Extracted text »
If I had to make a list of my top ten writers of realistic fiction for young adults, Sara Zarr would certainly be on it. Sara’s books are not only beautifully crafted, they are memorable and have a unique quality that is neither showy nor gimmicky. They’re contemplative, but compelling. Speaking of authenticity, Sara is such an honest, down-to-earth gal, who is thoughtful and super-intelligent to boot. How could you not be a Sara Zarr fan? I’ve loved her past two books (my review of Sweethearts, my review of Story of a Girl) and I’ve had the good fortune to interview Sara about Sweethearts. Tomorrow, she’ll be here to talk about her latest novel, Once Was Lost.
In advance of Sara’s visit, I’m reviewing Once Was Lost today, but first, a few video-y treats. Here’s Sara, talking about her books:
Now, I’m excited to present my first book trailer ever!!! (Be kind people, be kind):
(Not bad for a first go, I’d say. Yay for the miracle of iMovie!)
Once Was Lost is powerful. Like the character’s in Sara’s previous books, Samara feels immediately as true and real as your closest friend. Sara is really good at creating characters who are struggling without turning them into simple pity-cases. You empathize with Sam straight away, as you witness her sadness at her mom’s absence (who is in recovery after a DUI incident), and her frustration as her father continues to give so much of himself to his congregation that there’s little left for his family. You never feel that Sam is just her sadness, however. She has strength and opinions and she thinks about who she is now and who she wants to become.

Dataset extract »
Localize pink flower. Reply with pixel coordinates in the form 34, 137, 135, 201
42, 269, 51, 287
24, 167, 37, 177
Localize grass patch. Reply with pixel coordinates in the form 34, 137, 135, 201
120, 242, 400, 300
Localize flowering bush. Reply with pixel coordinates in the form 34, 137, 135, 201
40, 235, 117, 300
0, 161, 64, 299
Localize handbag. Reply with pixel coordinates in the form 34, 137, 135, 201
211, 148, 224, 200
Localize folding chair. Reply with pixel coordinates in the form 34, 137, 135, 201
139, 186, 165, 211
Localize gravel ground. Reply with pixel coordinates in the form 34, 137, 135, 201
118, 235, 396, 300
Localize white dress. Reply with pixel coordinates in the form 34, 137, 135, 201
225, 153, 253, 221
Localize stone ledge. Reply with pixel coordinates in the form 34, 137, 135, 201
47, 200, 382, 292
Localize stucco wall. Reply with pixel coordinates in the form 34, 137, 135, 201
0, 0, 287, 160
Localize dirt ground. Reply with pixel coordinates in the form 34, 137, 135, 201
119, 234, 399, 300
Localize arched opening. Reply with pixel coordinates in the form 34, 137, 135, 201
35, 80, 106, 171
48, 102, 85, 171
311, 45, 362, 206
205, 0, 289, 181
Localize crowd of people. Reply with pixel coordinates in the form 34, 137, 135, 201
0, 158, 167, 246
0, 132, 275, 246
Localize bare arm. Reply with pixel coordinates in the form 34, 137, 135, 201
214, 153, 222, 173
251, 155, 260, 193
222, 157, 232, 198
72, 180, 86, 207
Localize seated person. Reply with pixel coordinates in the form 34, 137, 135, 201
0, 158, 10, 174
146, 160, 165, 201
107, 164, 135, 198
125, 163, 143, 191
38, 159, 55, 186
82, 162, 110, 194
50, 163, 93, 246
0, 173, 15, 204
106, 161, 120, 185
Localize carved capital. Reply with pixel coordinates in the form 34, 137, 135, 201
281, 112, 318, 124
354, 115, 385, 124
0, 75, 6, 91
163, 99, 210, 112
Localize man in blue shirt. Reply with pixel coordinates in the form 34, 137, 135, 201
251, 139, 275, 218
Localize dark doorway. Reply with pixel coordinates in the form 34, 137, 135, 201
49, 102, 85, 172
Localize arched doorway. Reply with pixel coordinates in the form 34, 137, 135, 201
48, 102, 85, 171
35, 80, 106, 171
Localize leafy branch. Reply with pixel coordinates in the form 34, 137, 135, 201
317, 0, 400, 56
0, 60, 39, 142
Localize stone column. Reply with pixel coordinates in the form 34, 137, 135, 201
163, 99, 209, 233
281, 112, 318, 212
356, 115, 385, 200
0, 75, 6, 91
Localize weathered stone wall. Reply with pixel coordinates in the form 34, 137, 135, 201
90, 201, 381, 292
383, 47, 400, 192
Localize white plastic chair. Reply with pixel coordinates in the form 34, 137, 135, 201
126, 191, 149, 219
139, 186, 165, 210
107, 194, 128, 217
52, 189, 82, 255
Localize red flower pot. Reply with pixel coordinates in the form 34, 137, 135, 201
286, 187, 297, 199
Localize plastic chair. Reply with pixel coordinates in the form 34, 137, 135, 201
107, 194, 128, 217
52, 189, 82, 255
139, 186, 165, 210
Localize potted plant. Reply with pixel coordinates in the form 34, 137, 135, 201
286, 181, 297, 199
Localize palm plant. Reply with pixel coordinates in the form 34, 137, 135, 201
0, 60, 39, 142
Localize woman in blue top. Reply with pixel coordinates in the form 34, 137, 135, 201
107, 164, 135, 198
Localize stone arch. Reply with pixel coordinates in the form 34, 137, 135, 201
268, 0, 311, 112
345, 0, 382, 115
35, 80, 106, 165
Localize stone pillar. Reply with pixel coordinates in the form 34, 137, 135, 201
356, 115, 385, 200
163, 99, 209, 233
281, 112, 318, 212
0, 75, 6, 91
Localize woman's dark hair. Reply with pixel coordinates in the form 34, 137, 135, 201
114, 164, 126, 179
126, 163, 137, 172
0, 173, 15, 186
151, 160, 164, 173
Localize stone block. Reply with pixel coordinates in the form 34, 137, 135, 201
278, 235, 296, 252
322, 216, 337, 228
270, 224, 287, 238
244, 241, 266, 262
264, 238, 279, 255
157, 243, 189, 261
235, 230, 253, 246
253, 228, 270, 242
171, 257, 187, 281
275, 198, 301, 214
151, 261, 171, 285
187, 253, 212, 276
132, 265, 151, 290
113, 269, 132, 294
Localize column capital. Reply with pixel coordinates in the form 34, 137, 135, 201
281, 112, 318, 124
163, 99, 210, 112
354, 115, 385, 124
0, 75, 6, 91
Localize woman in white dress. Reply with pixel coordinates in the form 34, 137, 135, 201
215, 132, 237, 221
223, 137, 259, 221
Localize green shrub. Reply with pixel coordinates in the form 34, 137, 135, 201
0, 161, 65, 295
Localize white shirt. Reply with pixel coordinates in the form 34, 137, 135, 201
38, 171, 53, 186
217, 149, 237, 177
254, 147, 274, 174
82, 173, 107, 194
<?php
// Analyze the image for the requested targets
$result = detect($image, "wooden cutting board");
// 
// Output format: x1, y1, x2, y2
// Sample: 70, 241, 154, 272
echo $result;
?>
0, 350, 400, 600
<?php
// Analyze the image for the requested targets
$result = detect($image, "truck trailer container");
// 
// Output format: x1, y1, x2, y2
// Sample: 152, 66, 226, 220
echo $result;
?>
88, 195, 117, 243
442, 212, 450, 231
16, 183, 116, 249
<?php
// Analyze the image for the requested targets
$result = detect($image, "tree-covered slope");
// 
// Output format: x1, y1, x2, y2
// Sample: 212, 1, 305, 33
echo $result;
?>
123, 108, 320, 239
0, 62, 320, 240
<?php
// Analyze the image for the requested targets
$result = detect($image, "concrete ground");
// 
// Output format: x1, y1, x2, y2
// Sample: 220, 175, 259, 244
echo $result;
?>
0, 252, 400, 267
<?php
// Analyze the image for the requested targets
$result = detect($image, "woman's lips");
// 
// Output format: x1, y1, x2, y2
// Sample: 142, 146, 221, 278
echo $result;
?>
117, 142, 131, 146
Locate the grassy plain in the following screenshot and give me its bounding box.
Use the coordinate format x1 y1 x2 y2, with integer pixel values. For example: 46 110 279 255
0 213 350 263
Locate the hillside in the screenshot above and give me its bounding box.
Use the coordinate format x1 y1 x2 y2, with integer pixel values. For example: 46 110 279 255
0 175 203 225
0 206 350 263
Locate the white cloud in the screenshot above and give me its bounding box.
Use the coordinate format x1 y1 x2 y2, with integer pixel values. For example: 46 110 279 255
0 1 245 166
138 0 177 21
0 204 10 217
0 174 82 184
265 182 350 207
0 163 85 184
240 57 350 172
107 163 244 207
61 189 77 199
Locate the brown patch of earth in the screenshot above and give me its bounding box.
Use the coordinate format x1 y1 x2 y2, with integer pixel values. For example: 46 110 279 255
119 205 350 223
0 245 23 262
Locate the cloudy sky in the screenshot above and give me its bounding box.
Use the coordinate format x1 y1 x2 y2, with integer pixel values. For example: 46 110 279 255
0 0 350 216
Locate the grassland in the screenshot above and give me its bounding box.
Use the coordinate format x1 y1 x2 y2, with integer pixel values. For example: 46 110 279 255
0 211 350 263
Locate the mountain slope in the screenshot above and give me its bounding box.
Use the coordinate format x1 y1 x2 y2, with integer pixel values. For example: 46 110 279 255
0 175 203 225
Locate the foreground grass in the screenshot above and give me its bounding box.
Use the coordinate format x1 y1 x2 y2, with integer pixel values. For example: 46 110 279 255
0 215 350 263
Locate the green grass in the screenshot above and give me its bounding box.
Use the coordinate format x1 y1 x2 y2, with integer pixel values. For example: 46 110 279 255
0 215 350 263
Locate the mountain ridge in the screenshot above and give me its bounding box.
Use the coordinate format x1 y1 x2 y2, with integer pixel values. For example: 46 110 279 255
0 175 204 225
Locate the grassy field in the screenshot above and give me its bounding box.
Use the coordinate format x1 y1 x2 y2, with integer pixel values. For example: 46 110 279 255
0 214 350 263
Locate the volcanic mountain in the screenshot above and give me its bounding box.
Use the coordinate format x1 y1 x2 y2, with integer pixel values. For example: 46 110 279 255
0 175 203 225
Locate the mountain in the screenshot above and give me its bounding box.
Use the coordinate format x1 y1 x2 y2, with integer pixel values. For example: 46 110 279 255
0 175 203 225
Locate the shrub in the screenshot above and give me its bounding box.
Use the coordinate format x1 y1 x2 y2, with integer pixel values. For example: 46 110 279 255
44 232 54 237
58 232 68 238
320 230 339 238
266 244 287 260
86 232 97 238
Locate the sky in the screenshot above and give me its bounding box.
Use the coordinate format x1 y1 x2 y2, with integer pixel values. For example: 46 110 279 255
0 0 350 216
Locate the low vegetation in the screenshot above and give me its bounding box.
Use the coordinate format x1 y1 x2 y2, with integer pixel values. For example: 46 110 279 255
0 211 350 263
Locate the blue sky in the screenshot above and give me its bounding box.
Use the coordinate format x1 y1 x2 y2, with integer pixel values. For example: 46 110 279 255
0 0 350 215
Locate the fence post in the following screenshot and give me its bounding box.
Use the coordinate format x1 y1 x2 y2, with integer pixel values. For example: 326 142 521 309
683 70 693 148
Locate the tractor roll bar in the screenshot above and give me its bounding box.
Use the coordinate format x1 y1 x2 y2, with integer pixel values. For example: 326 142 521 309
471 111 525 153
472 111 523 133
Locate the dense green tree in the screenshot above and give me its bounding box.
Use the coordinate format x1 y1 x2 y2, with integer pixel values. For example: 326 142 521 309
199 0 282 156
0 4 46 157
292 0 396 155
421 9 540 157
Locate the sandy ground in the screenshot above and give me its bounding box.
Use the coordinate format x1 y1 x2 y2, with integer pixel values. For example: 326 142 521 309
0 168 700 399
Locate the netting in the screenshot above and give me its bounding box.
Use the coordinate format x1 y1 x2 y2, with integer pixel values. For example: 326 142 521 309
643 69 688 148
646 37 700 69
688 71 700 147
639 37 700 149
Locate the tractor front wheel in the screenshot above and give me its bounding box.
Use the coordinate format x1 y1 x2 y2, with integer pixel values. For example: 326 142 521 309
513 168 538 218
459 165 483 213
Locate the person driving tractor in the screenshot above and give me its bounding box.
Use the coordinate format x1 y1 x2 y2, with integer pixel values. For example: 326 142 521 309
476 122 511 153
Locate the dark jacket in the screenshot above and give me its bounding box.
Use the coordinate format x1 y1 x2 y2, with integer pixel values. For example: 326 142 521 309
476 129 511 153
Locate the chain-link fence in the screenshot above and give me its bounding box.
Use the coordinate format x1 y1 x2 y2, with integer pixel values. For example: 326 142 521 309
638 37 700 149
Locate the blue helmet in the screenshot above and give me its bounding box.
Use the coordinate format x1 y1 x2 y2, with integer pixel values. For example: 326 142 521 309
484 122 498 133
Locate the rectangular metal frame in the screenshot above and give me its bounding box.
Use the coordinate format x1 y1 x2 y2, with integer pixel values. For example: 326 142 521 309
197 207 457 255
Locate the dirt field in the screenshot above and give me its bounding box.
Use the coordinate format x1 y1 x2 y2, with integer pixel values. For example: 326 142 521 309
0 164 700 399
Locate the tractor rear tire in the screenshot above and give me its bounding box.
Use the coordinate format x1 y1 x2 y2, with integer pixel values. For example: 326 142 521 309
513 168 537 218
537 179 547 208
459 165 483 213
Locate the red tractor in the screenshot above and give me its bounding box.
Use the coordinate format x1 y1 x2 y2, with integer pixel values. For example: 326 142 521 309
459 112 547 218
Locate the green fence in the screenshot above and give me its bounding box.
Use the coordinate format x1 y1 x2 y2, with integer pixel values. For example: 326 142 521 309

Objective »
Please answer these questions from the post about Sara Zarr:
1. What is the title of her latest novel?
2. What program made the first book trailer?
3. Why is Samara's mom absent?
The lines above are separate material, apart from the text.

Exercise solution »
1. Once Was Lost
2. iMovie
3. She is in recovery after a DUI incident.